:: What the task asks ::
Restate the complete material exactly.
--- Dataset rows ---
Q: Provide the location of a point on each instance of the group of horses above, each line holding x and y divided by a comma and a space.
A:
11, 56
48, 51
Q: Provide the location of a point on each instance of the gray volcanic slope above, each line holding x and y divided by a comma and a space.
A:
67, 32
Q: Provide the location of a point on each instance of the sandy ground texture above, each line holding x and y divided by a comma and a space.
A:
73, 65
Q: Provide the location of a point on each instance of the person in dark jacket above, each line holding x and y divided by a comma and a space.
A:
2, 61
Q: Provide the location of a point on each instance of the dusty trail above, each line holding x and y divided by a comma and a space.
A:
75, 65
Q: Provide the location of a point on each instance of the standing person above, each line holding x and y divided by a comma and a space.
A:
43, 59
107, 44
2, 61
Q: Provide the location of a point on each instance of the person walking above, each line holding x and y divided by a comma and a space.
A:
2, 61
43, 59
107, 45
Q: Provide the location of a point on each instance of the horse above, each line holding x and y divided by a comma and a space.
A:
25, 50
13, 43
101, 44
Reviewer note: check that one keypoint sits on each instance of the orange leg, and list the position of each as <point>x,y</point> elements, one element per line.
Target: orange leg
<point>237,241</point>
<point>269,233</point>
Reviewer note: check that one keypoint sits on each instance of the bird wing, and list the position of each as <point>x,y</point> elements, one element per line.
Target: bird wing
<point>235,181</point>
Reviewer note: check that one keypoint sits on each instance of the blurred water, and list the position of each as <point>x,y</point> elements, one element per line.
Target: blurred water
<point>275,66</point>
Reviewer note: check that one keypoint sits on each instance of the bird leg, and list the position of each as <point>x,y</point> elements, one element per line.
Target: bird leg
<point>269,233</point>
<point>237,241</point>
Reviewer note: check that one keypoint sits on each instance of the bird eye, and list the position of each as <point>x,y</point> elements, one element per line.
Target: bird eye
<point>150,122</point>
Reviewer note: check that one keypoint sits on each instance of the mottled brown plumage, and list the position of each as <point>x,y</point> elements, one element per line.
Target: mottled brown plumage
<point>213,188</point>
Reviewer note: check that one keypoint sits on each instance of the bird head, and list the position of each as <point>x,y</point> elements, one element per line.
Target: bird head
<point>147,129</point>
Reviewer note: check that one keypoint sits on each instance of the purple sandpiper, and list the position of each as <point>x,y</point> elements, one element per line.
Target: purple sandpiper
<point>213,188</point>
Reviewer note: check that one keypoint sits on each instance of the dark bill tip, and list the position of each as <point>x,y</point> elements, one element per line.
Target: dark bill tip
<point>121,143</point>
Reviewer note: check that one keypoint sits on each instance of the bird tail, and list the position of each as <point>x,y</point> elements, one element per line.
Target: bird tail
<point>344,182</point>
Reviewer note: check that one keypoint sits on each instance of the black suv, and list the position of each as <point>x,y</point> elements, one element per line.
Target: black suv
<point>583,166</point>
---
:: Result ::
Q: Provide the location of a point on each instance of the group of horses above, each line holding x and y divided by a comma and a space.
A:
11, 56
48, 51
Q: Provide the location of a point on each instance of the gray volcanic slope above, each line holding x and y divided by a comma and a space.
A:
67, 32
Q: Provide the location of a point on each instance of the sandy ground texture above, each line holding x and y divided by a comma and a space.
A:
73, 65
Q: Provide the location of a point on each instance of the person in dark jacket above, each line holding x and y divided by a comma and a space.
A:
2, 61
Q: Provide the location of a point on each instance of the dusty trail above, each line holding x and y divided by a comma and a space.
A:
75, 65
Q: Provide the location of a point on each instance of the standing person above, each line holding x and y divided by a comma and a space.
A:
43, 59
107, 44
2, 61
Q: Provide the location of a point on each instance of the person walking above, each line holding x and y divided by a comma and a space.
A:
2, 61
43, 59
107, 45
Q: Provide the location of a point on each instance of the horse above, each line holding x and y divided by a comma and a space.
A:
25, 50
13, 43
101, 44
Reviewer note: check that one keypoint sits on each instance of the orange leg, and list the position of each as <point>x,y</point> elements, one element per line.
Target: orange leg
<point>237,241</point>
<point>269,233</point>
Reviewer note: check that one keypoint sits on each instance of the bird wing, and list the position of each as <point>x,y</point> elements, one element per line.
Target: bird wing
<point>235,181</point>
Reviewer note: check that one keypoint sits on each instance of the blurred water, and list the position of each as <point>x,y</point> elements, one element per line.
Target: blurred water
<point>275,66</point>
Reviewer note: check that one keypoint sits on each instance of the bird leg, and list the position of each as <point>x,y</point> elements, one element per line.
Target: bird leg
<point>269,233</point>
<point>237,241</point>
Reviewer note: check that one keypoint sits on each instance of the bird eye, and list the position of each as <point>x,y</point> elements, one element per line.
Target: bird eye
<point>150,122</point>
Reviewer note: check that one keypoint sits on each instance of the mottled brown plumage, and list the position of each as <point>x,y</point> elements, one element per line.
Target: mottled brown plumage
<point>213,188</point>
Reviewer note: check that one keypoint sits on each instance of the bird head, and list the position of each as <point>x,y</point> elements, one element per line.
Target: bird head
<point>147,129</point>
Reviewer note: check that one keypoint sits on each instance of the purple sandpiper, and list the position of each as <point>x,y</point> elements, one element per line.
Target: purple sandpiper
<point>213,188</point>
Reviewer note: check that one keypoint sits on each instance of the dark bill tip, and list the position of each as <point>x,y</point> elements, one element per line.
Target: dark bill tip
<point>121,143</point>
Reviewer note: check that one keypoint sits on each instance of the bird tail, and list the position of each as <point>x,y</point> elements, one element per line.
Target: bird tail
<point>344,182</point>
Reviewer note: check that one keypoint sits on each instance of the black suv, and list the position of each as <point>x,y</point> elements, one element per line.
Target: black suv
<point>583,166</point>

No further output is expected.